##### STUDY MATERIAL

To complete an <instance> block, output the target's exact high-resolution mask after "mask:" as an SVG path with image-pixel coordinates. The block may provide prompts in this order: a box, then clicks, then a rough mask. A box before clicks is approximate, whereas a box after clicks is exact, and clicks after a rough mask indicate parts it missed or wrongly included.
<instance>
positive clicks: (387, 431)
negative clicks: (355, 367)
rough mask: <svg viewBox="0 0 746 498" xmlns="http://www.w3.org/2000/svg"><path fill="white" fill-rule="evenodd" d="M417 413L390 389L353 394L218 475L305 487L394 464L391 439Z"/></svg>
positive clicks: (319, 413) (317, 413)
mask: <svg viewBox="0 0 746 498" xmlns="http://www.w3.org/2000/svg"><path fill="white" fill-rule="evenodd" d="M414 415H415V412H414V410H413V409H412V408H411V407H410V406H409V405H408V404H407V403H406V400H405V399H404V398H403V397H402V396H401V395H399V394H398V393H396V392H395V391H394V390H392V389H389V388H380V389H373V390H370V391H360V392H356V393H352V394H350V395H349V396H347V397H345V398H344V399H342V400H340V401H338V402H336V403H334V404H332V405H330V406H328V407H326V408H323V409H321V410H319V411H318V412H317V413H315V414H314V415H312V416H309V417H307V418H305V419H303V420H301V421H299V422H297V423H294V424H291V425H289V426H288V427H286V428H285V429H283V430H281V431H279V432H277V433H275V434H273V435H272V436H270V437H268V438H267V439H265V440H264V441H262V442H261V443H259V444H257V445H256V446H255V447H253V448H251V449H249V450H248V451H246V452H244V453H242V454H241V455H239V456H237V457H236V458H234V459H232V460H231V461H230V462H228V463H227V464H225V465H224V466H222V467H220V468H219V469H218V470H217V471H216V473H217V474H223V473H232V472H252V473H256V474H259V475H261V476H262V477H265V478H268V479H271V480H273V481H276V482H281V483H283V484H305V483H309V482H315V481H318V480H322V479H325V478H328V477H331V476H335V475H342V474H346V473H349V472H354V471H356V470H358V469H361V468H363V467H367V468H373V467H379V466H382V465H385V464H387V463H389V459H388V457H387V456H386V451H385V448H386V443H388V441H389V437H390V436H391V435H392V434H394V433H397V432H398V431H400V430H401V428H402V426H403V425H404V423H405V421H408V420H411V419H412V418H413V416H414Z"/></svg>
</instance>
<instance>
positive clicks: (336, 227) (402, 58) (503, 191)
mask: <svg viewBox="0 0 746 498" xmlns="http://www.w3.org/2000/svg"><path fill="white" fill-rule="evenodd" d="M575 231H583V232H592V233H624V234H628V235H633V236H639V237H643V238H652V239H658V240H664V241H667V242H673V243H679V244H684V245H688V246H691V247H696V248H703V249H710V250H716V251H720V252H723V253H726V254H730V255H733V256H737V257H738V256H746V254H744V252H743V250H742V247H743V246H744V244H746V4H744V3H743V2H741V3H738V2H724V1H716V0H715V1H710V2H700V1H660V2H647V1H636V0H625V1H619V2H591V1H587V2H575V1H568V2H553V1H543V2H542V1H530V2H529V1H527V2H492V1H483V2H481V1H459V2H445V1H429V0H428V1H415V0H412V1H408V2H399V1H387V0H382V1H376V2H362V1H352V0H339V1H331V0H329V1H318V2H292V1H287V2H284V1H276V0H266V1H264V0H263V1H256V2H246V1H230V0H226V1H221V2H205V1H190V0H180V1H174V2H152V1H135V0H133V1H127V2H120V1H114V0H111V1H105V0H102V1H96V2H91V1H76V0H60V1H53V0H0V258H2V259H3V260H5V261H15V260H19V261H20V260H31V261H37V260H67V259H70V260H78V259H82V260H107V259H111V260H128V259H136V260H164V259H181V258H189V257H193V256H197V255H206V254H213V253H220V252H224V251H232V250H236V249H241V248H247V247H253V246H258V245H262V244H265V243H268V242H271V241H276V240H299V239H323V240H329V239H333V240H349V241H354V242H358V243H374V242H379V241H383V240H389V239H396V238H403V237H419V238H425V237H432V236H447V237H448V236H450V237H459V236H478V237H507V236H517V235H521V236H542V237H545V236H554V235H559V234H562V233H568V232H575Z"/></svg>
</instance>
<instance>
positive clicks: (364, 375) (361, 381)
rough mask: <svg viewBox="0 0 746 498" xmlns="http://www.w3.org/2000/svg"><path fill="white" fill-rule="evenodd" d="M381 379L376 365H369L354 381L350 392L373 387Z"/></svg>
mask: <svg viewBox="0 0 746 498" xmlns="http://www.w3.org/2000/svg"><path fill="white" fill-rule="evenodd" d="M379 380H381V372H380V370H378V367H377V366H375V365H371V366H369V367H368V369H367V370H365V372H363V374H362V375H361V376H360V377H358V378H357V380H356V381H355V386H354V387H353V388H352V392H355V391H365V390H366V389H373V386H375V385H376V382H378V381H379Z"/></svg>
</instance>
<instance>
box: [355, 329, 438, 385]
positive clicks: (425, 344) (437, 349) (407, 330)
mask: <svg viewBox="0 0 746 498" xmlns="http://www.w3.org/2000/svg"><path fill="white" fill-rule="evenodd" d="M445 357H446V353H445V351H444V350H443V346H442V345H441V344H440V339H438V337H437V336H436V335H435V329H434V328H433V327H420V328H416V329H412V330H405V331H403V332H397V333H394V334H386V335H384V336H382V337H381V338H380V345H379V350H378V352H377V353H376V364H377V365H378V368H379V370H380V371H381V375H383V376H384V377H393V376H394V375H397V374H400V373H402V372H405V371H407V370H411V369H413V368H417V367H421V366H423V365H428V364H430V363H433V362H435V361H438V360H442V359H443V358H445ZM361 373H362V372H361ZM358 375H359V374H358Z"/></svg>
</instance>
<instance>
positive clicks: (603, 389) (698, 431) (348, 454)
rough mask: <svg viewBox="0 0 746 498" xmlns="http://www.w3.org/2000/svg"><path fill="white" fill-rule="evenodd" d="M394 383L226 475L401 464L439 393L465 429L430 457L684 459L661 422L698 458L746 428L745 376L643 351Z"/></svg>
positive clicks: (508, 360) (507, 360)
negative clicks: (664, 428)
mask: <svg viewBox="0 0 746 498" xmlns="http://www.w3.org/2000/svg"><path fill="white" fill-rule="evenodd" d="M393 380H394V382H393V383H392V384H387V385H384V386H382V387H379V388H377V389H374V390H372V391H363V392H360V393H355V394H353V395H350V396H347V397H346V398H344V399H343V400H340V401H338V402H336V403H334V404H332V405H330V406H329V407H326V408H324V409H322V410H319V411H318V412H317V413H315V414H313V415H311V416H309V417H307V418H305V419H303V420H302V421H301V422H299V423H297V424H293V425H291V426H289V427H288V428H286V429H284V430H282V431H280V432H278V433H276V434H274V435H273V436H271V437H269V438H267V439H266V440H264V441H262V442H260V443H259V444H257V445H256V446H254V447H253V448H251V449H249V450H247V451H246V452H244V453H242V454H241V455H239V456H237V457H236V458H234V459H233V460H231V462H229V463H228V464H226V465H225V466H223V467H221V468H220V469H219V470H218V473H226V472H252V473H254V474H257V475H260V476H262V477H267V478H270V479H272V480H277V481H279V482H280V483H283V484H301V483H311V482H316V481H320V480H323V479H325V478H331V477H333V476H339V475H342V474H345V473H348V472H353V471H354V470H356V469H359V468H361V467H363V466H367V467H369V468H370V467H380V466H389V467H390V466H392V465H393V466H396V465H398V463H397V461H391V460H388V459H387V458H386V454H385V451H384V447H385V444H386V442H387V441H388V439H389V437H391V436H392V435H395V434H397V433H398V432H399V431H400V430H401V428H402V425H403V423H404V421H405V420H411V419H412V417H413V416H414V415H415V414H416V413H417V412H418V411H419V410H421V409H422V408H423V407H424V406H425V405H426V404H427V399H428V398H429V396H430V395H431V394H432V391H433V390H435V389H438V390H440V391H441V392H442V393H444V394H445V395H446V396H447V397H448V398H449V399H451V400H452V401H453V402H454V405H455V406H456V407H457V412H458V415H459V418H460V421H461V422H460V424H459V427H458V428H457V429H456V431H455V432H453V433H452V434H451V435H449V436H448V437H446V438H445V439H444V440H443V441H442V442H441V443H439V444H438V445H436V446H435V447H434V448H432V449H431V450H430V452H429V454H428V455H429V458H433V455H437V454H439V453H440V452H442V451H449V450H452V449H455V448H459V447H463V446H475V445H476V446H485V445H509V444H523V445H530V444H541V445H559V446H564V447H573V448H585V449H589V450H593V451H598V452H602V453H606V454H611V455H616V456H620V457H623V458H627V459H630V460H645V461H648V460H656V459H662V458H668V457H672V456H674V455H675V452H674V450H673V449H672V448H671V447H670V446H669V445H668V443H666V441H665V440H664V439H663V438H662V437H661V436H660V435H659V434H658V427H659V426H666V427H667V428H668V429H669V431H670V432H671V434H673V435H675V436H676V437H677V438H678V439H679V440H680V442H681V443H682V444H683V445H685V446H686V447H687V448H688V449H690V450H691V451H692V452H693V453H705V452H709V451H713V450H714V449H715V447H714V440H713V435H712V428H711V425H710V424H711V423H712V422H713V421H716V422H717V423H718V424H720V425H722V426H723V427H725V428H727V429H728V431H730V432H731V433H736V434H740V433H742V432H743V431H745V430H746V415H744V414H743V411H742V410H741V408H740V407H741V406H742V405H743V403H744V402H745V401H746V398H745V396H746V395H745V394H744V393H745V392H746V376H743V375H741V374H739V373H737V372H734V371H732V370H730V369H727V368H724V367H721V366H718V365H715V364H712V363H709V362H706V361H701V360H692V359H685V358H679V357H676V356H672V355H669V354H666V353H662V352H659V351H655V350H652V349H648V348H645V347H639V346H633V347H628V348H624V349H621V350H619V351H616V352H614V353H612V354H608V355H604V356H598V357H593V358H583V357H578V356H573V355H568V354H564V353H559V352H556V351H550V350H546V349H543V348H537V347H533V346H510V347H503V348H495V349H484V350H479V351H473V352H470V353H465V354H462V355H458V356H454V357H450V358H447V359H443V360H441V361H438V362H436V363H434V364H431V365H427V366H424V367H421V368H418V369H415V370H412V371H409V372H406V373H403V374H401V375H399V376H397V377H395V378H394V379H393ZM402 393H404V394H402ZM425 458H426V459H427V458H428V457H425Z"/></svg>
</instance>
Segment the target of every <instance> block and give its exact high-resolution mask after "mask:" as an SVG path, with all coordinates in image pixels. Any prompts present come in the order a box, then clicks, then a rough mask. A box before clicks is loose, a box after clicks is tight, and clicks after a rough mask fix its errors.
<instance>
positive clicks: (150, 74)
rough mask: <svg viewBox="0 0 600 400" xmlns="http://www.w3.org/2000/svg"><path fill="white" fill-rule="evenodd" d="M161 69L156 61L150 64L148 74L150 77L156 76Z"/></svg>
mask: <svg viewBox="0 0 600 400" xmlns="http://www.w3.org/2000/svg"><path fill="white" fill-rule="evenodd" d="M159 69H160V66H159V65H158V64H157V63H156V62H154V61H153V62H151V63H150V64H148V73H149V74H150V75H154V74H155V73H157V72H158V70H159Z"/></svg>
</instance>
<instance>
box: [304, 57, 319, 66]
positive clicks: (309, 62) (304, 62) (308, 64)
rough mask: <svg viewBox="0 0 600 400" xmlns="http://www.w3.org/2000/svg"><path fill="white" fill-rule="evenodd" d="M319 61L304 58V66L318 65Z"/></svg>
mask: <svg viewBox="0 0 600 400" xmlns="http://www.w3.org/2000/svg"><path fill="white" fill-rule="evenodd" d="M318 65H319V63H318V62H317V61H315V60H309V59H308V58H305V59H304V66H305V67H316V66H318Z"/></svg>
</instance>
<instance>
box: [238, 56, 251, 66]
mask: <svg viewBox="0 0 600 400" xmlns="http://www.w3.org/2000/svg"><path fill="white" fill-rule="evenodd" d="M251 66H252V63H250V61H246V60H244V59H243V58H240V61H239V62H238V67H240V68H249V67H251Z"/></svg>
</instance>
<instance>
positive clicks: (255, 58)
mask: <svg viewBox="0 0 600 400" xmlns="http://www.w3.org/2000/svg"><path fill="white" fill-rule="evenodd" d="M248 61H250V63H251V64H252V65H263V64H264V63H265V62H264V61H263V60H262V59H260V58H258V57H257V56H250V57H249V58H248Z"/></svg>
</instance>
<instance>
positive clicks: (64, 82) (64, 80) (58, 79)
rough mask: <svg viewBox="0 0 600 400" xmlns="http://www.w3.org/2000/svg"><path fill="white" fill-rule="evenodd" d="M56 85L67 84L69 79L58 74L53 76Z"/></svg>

##########

ACTIVITY:
Only one stretch of the entries above is wanted: the lines from the one containing "379L376 365H369L354 381L350" through the one containing "positive clicks: (508, 360) (507, 360)". Please reproduce it exactly.

SOLUTION:
rough mask: <svg viewBox="0 0 746 498" xmlns="http://www.w3.org/2000/svg"><path fill="white" fill-rule="evenodd" d="M381 379L376 365H369L354 381L350 392L373 387Z"/></svg>
mask: <svg viewBox="0 0 746 498" xmlns="http://www.w3.org/2000/svg"><path fill="white" fill-rule="evenodd" d="M379 380H381V372H380V370H378V367H377V366H375V365H371V366H369V367H368V369H367V370H365V372H363V374H362V375H361V376H360V377H358V378H357V380H356V381H355V386H354V387H353V388H352V392H355V391H365V390H366V389H373V386H375V385H376V382H378V381H379Z"/></svg>
</instance>
<instance>
box: [355, 329, 438, 385]
positive clicks: (425, 344) (437, 349) (407, 330)
mask: <svg viewBox="0 0 746 498" xmlns="http://www.w3.org/2000/svg"><path fill="white" fill-rule="evenodd" d="M445 357H446V353H445V351H444V350H443V346H442V345H441V344H440V339H438V337H437V336H436V335H435V329H434V328H433V327H420V328H416V329H412V330H405V331H403V332H397V333H394V334H386V335H384V336H382V337H381V338H380V345H379V350H378V352H377V353H376V364H377V365H378V368H379V370H380V371H381V375H383V376H384V377H393V376H394V375H397V374H400V373H402V372H405V371H407V370H411V369H413V368H417V367H421V366H423V365H428V364H430V363H433V362H435V361H438V360H442V359H443V358H445ZM361 373H362V372H361ZM358 375H359V374H358Z"/></svg>
</instance>
<instance>
positive clicks: (603, 389) (698, 431) (348, 454)
rough mask: <svg viewBox="0 0 746 498" xmlns="http://www.w3.org/2000/svg"><path fill="white" fill-rule="evenodd" d="M394 383L226 475L401 464L439 393L465 429L430 457L684 459L661 422L698 458L746 428L745 376L643 351Z"/></svg>
positive clicks: (508, 360) (507, 360)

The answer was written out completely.